=== Begin Enclosure ===

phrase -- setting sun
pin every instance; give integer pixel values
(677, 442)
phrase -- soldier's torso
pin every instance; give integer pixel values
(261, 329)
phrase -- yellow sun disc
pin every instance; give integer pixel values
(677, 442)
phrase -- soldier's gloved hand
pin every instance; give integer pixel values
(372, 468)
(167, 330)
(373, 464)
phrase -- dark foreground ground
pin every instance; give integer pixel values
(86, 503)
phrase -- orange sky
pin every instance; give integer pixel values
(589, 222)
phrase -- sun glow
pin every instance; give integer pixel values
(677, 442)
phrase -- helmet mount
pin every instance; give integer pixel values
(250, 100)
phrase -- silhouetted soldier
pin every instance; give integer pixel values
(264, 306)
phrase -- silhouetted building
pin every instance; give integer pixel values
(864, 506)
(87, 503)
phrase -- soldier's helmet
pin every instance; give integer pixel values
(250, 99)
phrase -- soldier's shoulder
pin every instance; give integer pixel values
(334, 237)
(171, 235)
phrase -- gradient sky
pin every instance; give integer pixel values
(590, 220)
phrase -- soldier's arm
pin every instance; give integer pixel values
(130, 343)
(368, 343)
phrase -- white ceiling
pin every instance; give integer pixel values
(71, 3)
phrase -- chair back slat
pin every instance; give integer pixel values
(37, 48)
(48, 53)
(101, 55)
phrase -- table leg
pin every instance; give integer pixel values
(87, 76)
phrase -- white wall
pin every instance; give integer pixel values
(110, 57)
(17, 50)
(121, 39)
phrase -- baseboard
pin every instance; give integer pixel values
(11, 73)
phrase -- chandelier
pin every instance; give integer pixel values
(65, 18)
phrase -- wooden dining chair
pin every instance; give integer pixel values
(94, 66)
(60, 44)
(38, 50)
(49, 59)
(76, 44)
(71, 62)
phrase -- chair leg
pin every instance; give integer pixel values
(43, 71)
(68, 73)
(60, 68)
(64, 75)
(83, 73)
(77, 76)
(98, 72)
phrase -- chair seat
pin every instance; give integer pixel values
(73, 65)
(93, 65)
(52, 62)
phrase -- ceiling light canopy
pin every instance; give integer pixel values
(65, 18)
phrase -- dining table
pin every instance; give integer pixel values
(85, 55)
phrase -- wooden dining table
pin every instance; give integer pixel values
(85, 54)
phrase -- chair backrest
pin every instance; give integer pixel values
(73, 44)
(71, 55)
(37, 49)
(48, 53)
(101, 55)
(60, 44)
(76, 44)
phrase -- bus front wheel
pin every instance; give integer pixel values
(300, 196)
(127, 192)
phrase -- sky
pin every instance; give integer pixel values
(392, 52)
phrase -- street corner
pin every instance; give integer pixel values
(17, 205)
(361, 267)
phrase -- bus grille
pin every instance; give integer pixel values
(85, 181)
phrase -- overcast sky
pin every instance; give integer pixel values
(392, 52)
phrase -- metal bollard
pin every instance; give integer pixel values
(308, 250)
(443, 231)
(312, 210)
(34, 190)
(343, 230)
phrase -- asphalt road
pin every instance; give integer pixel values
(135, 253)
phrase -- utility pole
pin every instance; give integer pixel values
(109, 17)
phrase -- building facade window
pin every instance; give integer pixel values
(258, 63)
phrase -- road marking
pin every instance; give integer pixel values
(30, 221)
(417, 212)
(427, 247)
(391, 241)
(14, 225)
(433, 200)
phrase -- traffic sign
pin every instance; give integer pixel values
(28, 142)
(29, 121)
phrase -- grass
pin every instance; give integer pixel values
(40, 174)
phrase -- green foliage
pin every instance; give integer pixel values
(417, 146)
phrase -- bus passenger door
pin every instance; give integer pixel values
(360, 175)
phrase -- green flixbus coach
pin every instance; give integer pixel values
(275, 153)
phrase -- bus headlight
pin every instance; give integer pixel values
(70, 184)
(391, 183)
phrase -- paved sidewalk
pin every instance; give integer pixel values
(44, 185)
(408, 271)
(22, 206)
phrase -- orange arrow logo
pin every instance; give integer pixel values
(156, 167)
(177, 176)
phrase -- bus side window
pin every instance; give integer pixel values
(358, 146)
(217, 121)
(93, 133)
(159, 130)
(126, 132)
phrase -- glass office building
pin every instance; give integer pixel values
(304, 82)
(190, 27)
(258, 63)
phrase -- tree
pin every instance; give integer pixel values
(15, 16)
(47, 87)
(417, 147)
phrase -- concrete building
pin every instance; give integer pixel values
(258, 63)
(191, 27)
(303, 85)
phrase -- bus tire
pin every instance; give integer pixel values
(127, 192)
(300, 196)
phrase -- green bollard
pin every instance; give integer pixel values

=== End Enclosure ===

__WORK ITEM__
In the records, how many lines include the string "table"? The answer is that number alone.

__FINAL ANSWER__
3